#### Stored dataset items

+ + + + + + +

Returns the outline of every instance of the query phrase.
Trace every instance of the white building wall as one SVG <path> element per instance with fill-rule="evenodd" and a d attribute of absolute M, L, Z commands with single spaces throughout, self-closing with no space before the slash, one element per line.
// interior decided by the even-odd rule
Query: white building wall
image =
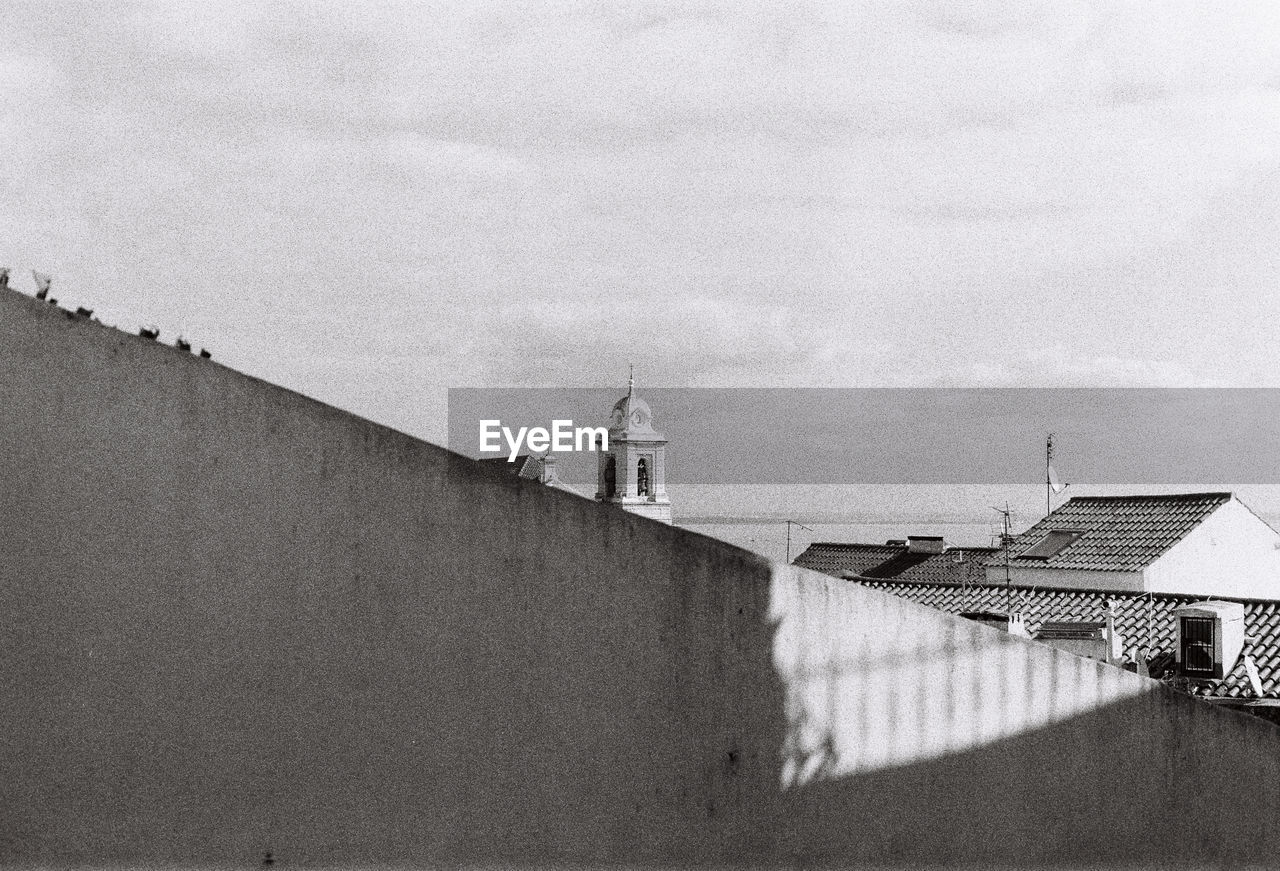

+ + + + + + +

#### Brief
Reproduce the material above with "white building wall" changed to "gray concrete facade" wherever it occurs, keeping everything else identical. Leave the pictures out of your answer.

#### Final result
Returns the outline of every instance of the query phrase.
Trace every instance of the gray concrete facade as one SVG <path> element per instance with fill-rule="evenodd" and a d attribute of absolute M, L, Z commands with single spaces throughout, self-closing with no space before the slash, one element per line.
// interior decided by the even-odd rule
Query: gray concrete facade
image =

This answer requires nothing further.